Algorithm 11.1 (Coordinate descent for lasso):
- Initialize $\mathbf{w}$ (e.g., ridge solution)
- For each coordinate $d = 1, \ldots, D$:
- Compute $a_d = \sum_n x_{nd}^2$ and $c_d = \sum_n x_{nd}(y_n - \mathbf{w}_{-d}^\top \mathbf{x}_{n,-d})$
- Update $w_d = \text{SoftThreshold}(c_d / a_d,\, \lambda / a_d)$
- Repeat until convergence
Building intuition: $a_d$, $c_d$, $\mathbf{r}_{-d}$ and the subgradient¶
The lasso objective is $L(\mathbf{w}) = \text{NLL}(\mathbf{w}) + \lambda\|\mathbf{w}\|_1$. To derive the coordinate-wise update, we take the gradient of the smooth NLL part w.r.t. a single coordinate $w_d$ (Eq. 11.81):
$$\frac{\partial}{\partial w_d} \text{NLL}(\mathbf{w}) = a_d w_d - c_d$$
where:
- $a_d = \sum_{n=1}^{N} x_{nd}^2 = \|\mathbf{x}_{:,d}\|_2^2$ — the squared norm of feature $d$'s column (Eq. 11.82). This is a fixed scaling factor.

....

TASKS:
**A)** From the lasso coordinate descent passage, set down the text from "Algorithm 11.1 (Coordinate" up to and including "fixed scaling factor.".
**B)** Please summarize the lasso coordinate descent passage in two sentences.
**C)** Extend the lasso coordinate descent passage from the point where it stops.
The records below come from a separate source.

DATA ENTRIES:
....

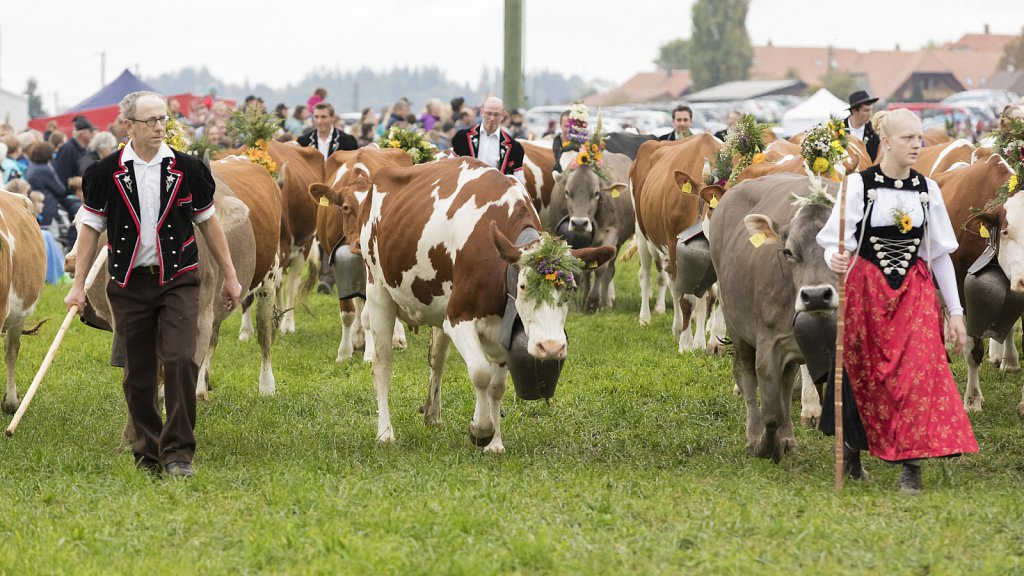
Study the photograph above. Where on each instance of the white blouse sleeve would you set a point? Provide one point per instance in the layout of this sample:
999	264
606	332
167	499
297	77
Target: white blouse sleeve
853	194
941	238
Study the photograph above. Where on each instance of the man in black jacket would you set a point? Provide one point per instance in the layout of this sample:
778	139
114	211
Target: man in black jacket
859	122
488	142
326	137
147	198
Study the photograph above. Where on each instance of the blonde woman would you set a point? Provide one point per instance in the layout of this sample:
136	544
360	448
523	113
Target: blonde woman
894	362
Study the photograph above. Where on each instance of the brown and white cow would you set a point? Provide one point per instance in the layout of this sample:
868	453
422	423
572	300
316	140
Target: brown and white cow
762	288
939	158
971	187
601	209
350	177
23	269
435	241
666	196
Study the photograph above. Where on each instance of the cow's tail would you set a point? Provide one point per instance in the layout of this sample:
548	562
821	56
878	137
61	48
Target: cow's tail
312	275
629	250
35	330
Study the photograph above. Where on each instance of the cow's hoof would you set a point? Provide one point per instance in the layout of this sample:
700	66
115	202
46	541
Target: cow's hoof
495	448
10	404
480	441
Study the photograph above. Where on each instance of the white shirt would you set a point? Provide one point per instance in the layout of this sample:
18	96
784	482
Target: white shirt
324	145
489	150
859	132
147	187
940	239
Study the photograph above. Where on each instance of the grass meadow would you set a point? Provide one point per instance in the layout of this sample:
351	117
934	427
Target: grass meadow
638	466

....

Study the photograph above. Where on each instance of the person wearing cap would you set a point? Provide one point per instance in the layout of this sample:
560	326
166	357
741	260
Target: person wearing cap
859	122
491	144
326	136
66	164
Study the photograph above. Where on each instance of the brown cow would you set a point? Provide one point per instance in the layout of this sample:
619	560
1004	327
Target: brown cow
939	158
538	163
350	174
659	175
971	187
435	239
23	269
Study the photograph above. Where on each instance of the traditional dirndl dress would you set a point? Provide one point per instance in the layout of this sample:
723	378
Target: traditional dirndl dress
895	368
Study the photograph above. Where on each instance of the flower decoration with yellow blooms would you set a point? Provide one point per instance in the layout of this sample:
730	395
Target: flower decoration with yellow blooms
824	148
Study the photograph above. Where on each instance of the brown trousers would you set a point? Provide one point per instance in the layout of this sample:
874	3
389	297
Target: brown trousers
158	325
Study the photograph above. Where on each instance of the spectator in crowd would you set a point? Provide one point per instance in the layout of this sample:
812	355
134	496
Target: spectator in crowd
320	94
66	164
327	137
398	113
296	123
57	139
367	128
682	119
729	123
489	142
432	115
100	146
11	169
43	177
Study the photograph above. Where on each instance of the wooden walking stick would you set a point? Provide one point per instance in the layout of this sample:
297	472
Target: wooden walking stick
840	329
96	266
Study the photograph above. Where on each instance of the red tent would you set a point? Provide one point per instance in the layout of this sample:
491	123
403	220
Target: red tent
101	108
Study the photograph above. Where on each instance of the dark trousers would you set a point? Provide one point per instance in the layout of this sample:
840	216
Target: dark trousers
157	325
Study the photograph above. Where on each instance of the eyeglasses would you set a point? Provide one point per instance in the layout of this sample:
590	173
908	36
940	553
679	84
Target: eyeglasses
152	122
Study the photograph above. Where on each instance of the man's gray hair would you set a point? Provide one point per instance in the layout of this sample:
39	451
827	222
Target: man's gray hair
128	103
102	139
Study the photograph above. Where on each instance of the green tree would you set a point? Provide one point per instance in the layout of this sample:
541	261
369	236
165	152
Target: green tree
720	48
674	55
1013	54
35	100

....

THE REPLIES:
**A)**
Algorithm 11.1 (Coordinate descent for lasso):
- Initialize $\mathbf{w}$ (e.g., ridge solution)
- For each coordinate $d = 1, \ldots, D$:
- Compute $a_d = \sum_n x_{nd}^2$ and $c_d = \sum_n x_{nd}(y_n - \mathbf{w}_{-d}^\top \mathbf{x}_{n,-d})$
- Update $w_d = \text{SoftThreshold}(c_d / a_d,\, \lambda / a_d)$
- Repeat until convergence
Building intuition: $a_d$, $c_d$, $\mathbf{r}_{-d}$ and the subgradient¶
The lasso objective is $L(\mathbf{w}) = \text{NLL}(\mathbf{w}) + \lambda\|\mathbf{w}\|_1$. To derive the coordinate-wise update, we take the gradient of the smooth NLL part w.r.t. a single coordinate $w_d$ (Eq. 11.81):
$$\frac{\partial}{\partial w_d} \text{NLL}(\mathbf{w}) = a_d w_d - c_d$$
where:
- $a_d = \sum_{n=1}^{N} x_{nd}^2 = \|\mathbf{x}_{:,d}\|_2^2$ — the squared norm of feature $d$'s column (Eq. 11.82). This is a fixed scaling factor.

**B)** Coordinate descent for lasso initializes the weights, then for each coordinate d computes a_d and c_d and updates w_d with a soft-threshold of c_d / a_d at level λ / a_d, repeating until convergence. The update comes from taking the gradient of the smooth NLL part of the lasso objective with respect to w_d, which equals a_d w_d − c_d, where a_d is the squared norm of feature d's column and acts as a fixed scaling factor.

**C)**
- $\mathbf{r}_{-d} = \mathbf{y} - \mathbf{X}_{:,-d}\mathbf{w}_{-d}$ — the residual from predicting $\mathbf{y}$ using all features except $d$
- $c_d = \sum_{n=1}^{N} x_{nd}(y_n - \mathbf{w}_{-d}^\top \mathbf{x}_{n,-d}) = \mathbf{x}_{:,d}^\top \mathbf{r}_{-d}$ — the correlation of feature $d$ with that residual (Eq. 11.83). Large $|c_d|$ means feature $d$ is relevant for explaining what the other features cannot.
Without ℓ₁ (OLS update): setting the gradient to zero gives $\hat{w}_d = c_d / a_d$, the projection of $\mathbf{r}_{-d}$ onto $\mathbf{x}_{:,d}$ (Eq. 11.84).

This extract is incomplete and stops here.